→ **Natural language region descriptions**
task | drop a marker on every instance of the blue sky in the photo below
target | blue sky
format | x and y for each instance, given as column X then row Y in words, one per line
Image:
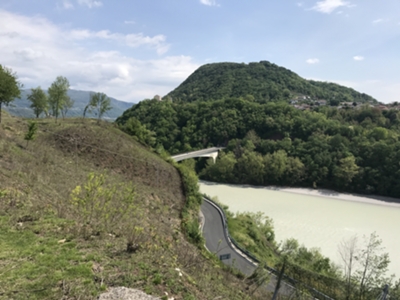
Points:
column 132, row 50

→ **What you need to do**
Each line from the one holding "target | blue sky" to the end of the records above must be copied exactly; the pictures must not be copied.

→ **Solution for this problem**
target | blue sky
format | x and y for each instance, given as column X then row Y in words, one per line
Image:
Points:
column 132, row 50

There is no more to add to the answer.